**SET PROBLEM:**
Can you lay out the lines below as a Markdown table with the columns "Row" and "Line", numbering each row and leaving out any blank lines?

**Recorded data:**
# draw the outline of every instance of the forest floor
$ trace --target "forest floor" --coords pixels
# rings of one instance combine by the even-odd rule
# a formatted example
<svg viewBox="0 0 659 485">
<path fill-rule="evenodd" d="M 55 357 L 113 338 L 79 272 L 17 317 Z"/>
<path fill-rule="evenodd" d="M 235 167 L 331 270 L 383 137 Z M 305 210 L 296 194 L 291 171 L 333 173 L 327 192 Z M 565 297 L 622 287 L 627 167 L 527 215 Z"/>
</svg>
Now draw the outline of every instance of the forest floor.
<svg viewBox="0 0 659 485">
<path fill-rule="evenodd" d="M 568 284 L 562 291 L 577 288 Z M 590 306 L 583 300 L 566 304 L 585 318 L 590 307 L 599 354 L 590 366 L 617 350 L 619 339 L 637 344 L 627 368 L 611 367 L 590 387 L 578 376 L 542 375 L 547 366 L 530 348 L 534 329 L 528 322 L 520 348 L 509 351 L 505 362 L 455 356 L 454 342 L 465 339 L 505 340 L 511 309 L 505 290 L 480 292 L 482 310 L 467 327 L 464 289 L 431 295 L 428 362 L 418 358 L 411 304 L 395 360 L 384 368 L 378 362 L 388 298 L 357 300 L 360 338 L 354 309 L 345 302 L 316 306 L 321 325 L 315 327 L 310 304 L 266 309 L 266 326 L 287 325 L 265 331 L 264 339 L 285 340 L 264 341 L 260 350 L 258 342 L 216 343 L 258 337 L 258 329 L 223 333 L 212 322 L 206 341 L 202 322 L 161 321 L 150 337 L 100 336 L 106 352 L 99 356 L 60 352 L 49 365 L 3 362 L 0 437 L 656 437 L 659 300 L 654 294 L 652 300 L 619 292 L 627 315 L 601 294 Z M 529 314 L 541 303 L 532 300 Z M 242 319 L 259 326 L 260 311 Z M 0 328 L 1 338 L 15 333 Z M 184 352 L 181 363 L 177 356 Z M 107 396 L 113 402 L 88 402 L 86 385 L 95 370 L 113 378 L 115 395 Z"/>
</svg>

**FINISHED TASK:**
| Row | Line |
|---|---|
| 1 | # draw the outline of every instance of the forest floor |
| 2 | $ trace --target "forest floor" --coords pixels |
| 3 | # rings of one instance combine by the even-odd rule |
| 4 | # a formatted example |
| 5 | <svg viewBox="0 0 659 485"> |
| 6 | <path fill-rule="evenodd" d="M 55 357 L 113 338 L 79 272 L 17 317 Z"/> |
| 7 | <path fill-rule="evenodd" d="M 235 167 L 331 270 L 383 137 Z M 305 210 L 296 194 L 291 171 L 333 173 L 327 192 Z M 565 297 L 622 287 L 627 167 L 527 215 Z"/> |
| 8 | </svg> |
| 9 | Now draw the outline of every instance of the forest floor. |
| 10 | <svg viewBox="0 0 659 485"> |
| 11 | <path fill-rule="evenodd" d="M 568 284 L 562 291 L 577 288 Z M 590 306 L 583 300 L 566 304 L 585 318 L 590 307 L 599 354 L 590 366 L 617 350 L 619 339 L 637 344 L 627 368 L 611 367 L 590 387 L 578 376 L 542 375 L 547 366 L 530 348 L 534 329 L 528 322 L 520 348 L 509 351 L 505 362 L 455 356 L 454 342 L 465 339 L 505 340 L 511 309 L 505 290 L 480 292 L 482 310 L 467 327 L 464 289 L 431 295 L 428 362 L 418 358 L 411 304 L 395 360 L 384 368 L 378 362 L 388 298 L 357 300 L 360 338 L 354 309 L 345 302 L 316 306 L 321 325 L 315 327 L 310 304 L 266 309 L 266 326 L 287 325 L 265 331 L 264 339 L 285 340 L 264 341 L 260 350 L 258 342 L 216 343 L 258 337 L 258 329 L 223 333 L 212 322 L 206 341 L 202 322 L 161 321 L 150 337 L 100 336 L 106 352 L 99 356 L 60 352 L 49 365 L 3 362 L 0 437 L 656 437 L 659 300 L 654 294 L 652 300 L 619 292 L 627 315 L 601 294 Z M 529 314 L 541 303 L 532 300 Z M 242 319 L 259 326 L 260 311 Z M 0 328 L 1 338 L 15 333 Z M 184 352 L 181 363 L 177 356 Z M 107 396 L 113 402 L 88 402 L 86 385 L 95 370 L 113 378 L 115 395 Z"/> |
| 12 | </svg> |